**GIVEN RECORDS:**
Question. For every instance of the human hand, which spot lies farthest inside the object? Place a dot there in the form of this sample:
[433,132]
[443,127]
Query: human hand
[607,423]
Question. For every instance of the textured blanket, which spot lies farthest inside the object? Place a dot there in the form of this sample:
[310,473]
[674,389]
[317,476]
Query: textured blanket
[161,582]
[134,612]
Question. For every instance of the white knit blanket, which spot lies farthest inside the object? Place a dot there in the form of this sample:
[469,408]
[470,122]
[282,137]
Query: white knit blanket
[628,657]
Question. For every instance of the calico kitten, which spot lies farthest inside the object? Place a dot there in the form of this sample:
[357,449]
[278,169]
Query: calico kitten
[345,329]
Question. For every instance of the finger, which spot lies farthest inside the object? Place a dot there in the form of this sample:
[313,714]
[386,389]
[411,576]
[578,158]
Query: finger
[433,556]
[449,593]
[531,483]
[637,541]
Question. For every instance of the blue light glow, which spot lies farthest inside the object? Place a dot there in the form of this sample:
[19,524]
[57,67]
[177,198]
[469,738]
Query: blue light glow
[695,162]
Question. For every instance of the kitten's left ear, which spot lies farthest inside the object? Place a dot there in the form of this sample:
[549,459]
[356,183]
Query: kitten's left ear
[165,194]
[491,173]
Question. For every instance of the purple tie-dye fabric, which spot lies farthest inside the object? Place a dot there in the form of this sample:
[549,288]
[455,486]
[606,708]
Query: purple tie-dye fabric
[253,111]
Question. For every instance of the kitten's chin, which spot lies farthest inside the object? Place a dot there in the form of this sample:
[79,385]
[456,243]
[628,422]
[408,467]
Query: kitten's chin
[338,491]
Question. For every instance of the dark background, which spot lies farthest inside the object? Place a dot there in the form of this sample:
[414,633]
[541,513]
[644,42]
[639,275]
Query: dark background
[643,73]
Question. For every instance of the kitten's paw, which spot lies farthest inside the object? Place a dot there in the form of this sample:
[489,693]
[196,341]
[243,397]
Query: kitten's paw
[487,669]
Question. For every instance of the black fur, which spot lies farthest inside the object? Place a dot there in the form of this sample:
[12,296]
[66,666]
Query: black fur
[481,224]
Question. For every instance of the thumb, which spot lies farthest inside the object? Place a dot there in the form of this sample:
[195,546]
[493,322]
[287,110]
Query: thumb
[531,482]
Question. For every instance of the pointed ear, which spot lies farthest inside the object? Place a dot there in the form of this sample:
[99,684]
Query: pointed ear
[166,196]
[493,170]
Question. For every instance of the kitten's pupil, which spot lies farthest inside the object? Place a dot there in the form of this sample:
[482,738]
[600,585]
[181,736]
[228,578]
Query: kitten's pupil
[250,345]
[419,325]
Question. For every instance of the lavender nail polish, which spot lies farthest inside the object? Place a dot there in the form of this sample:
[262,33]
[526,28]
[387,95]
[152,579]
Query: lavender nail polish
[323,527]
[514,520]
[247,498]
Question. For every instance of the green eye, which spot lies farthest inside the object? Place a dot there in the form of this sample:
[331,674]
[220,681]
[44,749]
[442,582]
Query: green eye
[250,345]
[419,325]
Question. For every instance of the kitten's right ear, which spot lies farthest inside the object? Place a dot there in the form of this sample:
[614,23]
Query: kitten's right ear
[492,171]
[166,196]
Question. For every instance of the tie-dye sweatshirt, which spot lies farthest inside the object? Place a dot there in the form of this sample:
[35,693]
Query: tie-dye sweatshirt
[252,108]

**GIVEN PROBLEM:** Output exactly the lines between the one containing "Question. For every instance of the black" and the final line above, both inclusive.

**RESULT OF THE TASK:**
Question. For every instance of the black fur, which spot lies farthest inside the object? Place a dot there in the form of this sample:
[12,296]
[66,666]
Query: black fur
[481,224]
Question. For every instance of the thumb, which spot lies farthest inside the object? Place a dot there in the form of this sample:
[195,546]
[493,322]
[287,110]
Query: thumb
[531,482]
Question. For every instance of the pointed ear, which spot lies farthest inside the object? Place a dot there in the form of this sample:
[99,684]
Query: pointed ear
[166,196]
[493,170]
Question. For every instance of the kitten's pupil, which spot lies farthest inside the object? Place a dot there in the form of this sample:
[482,738]
[600,585]
[181,736]
[228,578]
Query: kitten's pupil
[250,345]
[419,325]
Question. For every instance of the lavender nail polish, which spot lies farthest inside the object? Place a dot there in the form of this sample:
[262,33]
[526,28]
[387,95]
[152,579]
Query: lavender nail polish
[323,527]
[514,520]
[247,498]
Question. For every instance of the green eye, which spot lies farthest inside the object? Place a dot there in the form of this sample:
[331,674]
[220,681]
[44,749]
[442,582]
Query: green eye
[250,345]
[419,325]
Question. For every instance of the kitten's right ear, which spot lies farthest inside the object? Place a dot there in the form of this sample:
[614,23]
Query: kitten's right ear
[492,171]
[166,196]
Question. For every instance of the tie-dye sweatshirt, which spot lies farthest inside the object? Place a dot there in the form of this sample:
[35,693]
Query: tie-dye sweatshirt
[252,108]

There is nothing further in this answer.